··· Selected passage

These data reflect observations at 4:00 PM US ET: Dated Brent spot crude oil rose by US$1.01 to US$21.58, while spot gold rose US$13.76 to US$1,731.40. The US dollar was mixed against major currencies. The US Treasury 30-year bond yield fell 5 basis points 1.18 percent while the 10-year note yield fell 3 basis points to 0.60 percent.


Rising oil prices bolstered energy stocks and an upbeat report from Credit Suisse gave bank stocks a lift to boost equities Thursday, but weak economic reports limited the gains. The Europe-wide STOXX 600 rose 0.9 percent, the German DAX gained 1.0 percent, the French CAC gained 0.9 percent, and the UK FTSE-100 was up 1.0 percent.

Royal Dutch Shell rose 3.7 percent and BP gained 2.2 percent to pace gains in the energy sector as crude oil prices rebounded for a second day. As the earnings season for European banks begins, Credit Suisse rose 2.3 percent after topping earnings expectations.

Among other sectors, leaders included basic resources, autos, industrials, travel, chemicals, while lagging were retail, real estate, food & beverage, media, construction, and utilities.

In economic data, the German GfK survey confirmed another big hit to consumer sentiment in April and sees much worse to come next month. Having already slumped to a downwardly revised 2.3 at the start of the quarter, the report's forecast for the overall climate indicator in May is minus 23.4. Separately, German PMI flash data for April saw a more than 10-point decline in manufacturing to 34.4 and a nearly 20-point drop in services to a deep low of 15.9.

Asia Pacific

Most Asian markets closed higher or were little changed Thursday, with gains on Wall Street Wednesday and a rebound in global oil prices providing some boost to regional investor sentiment. Japan's Nikkei and Topix indices were among the stronger performers in the region, advancing 1.5 percent and 1.4 percent respectively despite the release of weak PMI survey data. Hong Kong's Hang Seng index closed up 0.4 percent, Australia's All Ordinaries index was unchanged on the day, and the Shanghai Composite index fell 0.2 percent.

Japanese flash PMI data for April, among the first indicators to provide information on the ongoing impact of the pandemic, fell to 37.8, down from 41.1 in March and weaker than the consensus forecast of 42.0. The equivalent flash for the service sector was 22.8, weakening further from the final estimate of 33.8 for March. Respondents to both surveys reported very sharp declines in output, new orders, new export orders, and employment, weak business confidence and subdued price pressures.

······

> _Work instruction 1_: According to the market report, by how much did Credit Suisse shares rise, and why?
> _Work instruction 2_: Reproduce the market report word for word, beginning with "Rising oil prices" and ending after "up 1.0 percent.".

··· Recorded information

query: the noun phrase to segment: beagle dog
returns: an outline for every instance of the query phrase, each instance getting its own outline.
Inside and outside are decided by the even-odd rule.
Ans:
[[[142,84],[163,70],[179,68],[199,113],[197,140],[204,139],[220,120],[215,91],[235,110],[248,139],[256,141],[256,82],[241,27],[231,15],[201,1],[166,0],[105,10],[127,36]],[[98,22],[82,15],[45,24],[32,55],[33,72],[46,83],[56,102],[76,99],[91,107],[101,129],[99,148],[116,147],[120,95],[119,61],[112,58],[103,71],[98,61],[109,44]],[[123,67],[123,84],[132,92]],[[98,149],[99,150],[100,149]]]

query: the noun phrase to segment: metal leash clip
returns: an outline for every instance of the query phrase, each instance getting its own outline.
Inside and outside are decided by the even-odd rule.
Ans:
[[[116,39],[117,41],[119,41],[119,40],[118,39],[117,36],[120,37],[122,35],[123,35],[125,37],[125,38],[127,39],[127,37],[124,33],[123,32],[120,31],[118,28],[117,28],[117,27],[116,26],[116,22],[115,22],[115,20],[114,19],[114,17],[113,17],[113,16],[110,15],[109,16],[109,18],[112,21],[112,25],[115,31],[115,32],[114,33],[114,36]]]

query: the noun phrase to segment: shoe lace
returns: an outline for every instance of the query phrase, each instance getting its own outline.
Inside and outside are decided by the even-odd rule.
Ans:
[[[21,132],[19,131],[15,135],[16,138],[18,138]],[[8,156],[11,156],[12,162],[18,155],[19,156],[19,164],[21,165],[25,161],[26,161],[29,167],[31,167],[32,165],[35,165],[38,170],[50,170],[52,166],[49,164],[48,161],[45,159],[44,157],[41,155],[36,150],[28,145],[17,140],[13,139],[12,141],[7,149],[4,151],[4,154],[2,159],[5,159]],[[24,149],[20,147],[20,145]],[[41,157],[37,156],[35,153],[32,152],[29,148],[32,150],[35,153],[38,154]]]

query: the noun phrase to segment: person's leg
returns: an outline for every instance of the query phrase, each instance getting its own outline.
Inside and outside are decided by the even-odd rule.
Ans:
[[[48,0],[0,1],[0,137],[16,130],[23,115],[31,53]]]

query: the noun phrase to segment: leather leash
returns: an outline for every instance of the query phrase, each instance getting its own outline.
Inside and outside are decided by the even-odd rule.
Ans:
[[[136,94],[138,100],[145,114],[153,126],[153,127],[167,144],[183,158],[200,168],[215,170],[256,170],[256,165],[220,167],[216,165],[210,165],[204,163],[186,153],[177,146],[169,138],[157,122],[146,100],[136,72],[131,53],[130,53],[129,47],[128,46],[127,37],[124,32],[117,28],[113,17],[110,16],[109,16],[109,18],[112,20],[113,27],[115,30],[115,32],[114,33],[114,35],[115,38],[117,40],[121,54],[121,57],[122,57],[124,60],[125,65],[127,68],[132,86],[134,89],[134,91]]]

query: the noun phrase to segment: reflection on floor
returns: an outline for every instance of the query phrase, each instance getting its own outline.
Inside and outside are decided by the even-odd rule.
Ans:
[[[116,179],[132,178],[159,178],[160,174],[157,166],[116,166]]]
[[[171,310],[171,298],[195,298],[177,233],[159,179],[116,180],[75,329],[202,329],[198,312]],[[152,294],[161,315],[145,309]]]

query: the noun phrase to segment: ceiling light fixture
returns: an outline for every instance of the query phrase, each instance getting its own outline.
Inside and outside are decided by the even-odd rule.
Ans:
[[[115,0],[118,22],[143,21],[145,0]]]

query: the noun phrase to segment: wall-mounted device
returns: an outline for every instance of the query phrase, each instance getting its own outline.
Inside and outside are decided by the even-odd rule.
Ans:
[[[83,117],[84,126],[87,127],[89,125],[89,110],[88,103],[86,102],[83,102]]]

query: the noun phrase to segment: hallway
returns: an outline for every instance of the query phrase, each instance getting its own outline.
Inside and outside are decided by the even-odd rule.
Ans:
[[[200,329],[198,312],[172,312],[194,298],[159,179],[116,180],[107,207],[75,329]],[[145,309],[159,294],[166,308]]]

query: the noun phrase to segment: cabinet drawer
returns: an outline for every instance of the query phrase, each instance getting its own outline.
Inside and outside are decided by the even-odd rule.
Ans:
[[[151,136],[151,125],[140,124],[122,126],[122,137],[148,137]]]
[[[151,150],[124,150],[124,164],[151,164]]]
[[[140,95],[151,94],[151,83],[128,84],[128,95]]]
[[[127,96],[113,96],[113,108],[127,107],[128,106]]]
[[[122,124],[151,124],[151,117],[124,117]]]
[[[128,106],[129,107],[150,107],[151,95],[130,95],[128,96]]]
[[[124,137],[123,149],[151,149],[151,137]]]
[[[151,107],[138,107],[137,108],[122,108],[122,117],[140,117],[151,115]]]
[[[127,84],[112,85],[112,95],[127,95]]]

······

> _Exercise answer 1_: Credit Suisse rose 2.3 percent after topping earnings expectations.

> _Exercise answer 2_:
Rising oil prices bolstered energy stocks and an upbeat report from Credit Suisse gave bank stocks a lift to boost equities Thursday, but weak economic reports limited the gains. The Europe-wide STOXX 600 rose 0.9 percent, the German DAX gained 1.0 percent, the French CAC gained 0.9 percent, and the UK FTSE-100 was up 1.0 percent.